- 選択本文 -
本調査では東日本大震災が政治・経済・外交分野において日本にいかなる影響を与えたのか、また、国際社会に与える実質的な影響はどのようなものであるかを様々な角度から分析し、震災の対外関係へのマイナス影響を最小限に抑えるために、また、中期的に日本が国際社会において影響力・競争力を維持・強化するためにいかなる外交政策を展開するべきかについて検討しました。その上で、震災後の日本外交の方向性、日本の国際戦略、グランド・デザインを導き出し、政策提言を行いました。提言した政策は以下の通りです。
政策提言
緊急事態への対応
災害対策基本法第 105 条に基づく「災害緊急事態の布告」をすべきであった。
今後は非常事態に関する規定を法的整備することも視野に入れるべきである。
日米同盟の強化
「トモダチ」作戦は大成功。史上最大の日米共同作戦。その成功を、日米同盟を強化するチャンスとして捉えなければならない。
日米同盟を国益増進の為に日本が利用するという考え方も必要。
厳しい財政事情ではあるが、防衛費と ODA の増額を検討すべし。
ミャンマーやオーストラリアを含めたアジア太平洋地域で安全保障対話やネットワークを強化。
中国は日米同盟の強化に重大な懸念を抱いているからこそ、強化すべき。
パブリック・ディプロマシー
「ediplomacy」「デジタル外交」を積極的に活用すべき。
風評被害の解消には時間がかかる。ハイレベルでの情報発信が引き続き必要。

- 課題内容 -
本文について、次の問いに答えてください。
(a) 「災害緊急事態の布告」は、災害対策基本法の第何条に基づくとされていますか。
(b) 「トモダチ」作戦は、本文でどのような作戦と表現されていますか。
(c) パブリック・ディプロマシーの項で、積極的に活用すべきとされているものは何ですか。

- 提供データ -

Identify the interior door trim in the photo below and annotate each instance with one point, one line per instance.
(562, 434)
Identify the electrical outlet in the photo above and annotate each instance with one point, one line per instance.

- 出力 -
(a) 第105条です。
(b) 史上最大の日米共同作戦と表現されています。
(c) 「ediplomacy」と「デジタル外交」です。